DATASET CONTENT Start Marker

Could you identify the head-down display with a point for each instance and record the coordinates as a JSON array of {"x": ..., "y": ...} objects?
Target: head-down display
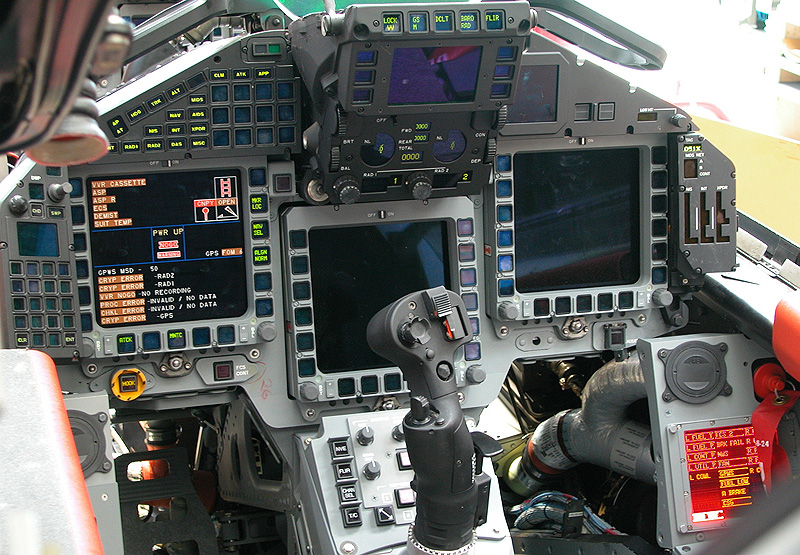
[
  {"x": 167, "y": 247},
  {"x": 356, "y": 271}
]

DATASET CONTENT End Marker

WHAT IS NEEDED —
A verbatim transcript of the entries above is required, with the pictures left out.

OUTPUT OF THE TASK —
Could you identify the head-down display with a point for each instance and record the coordinates as a JSON array of {"x": ..., "y": ...} objects?
Target: head-down display
[
  {"x": 167, "y": 247},
  {"x": 356, "y": 271}
]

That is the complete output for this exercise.